• _Your goal_:
Render every line of the rows below as a Markdown table with the columns "No." and "Content," giving each line its number and skipping blank lines. Leave the pictures out.
**** Input records ****
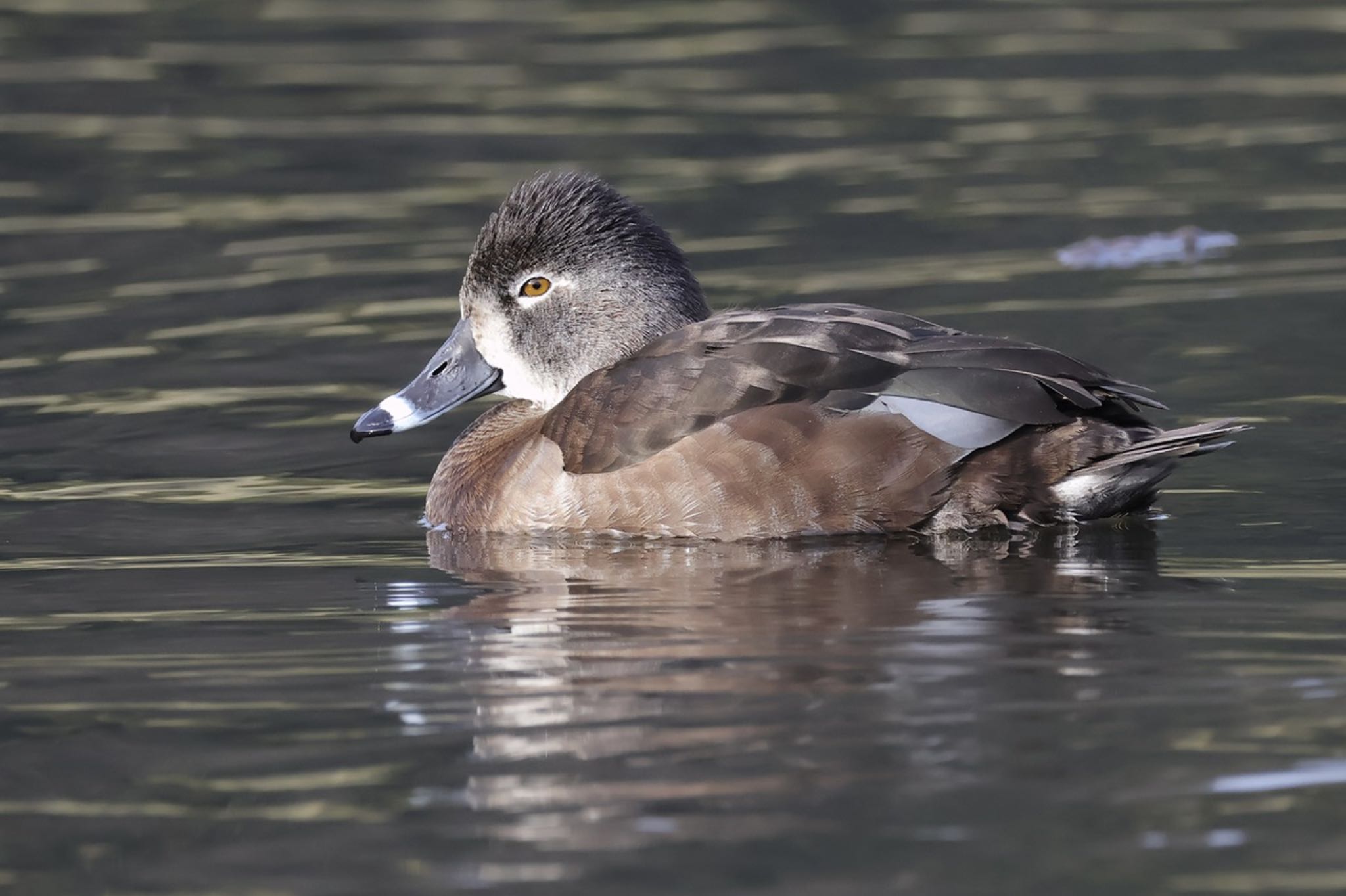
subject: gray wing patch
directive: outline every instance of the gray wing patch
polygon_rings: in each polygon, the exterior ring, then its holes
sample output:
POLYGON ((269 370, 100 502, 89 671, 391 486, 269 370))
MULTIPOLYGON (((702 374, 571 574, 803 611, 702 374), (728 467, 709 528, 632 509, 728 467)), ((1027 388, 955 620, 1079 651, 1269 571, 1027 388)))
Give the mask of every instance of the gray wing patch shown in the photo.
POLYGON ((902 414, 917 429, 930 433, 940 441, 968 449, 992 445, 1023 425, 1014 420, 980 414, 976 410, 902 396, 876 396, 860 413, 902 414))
****
• _Completed exercise_:
| No. | Content |
|---|---|
| 1 | subject: gray wing patch |
| 2 | directive: outline every instance of the gray wing patch |
| 3 | polygon_rings: in each polygon, the exterior ring, then its holes |
| 4 | sample output: |
| 5 | POLYGON ((269 370, 100 502, 89 671, 391 486, 269 370)) |
| 6 | MULTIPOLYGON (((702 374, 571 574, 803 611, 702 374), (728 467, 709 528, 632 509, 728 467)), ((1027 388, 955 620, 1079 651, 1269 571, 1027 388))) |
| 7 | Give the mask of every instance of the gray wing patch shown in the photo. |
| 8 | POLYGON ((902 414, 917 429, 930 433, 940 441, 968 449, 992 445, 1023 425, 1014 420, 980 414, 976 410, 902 396, 876 396, 860 413, 902 414)) |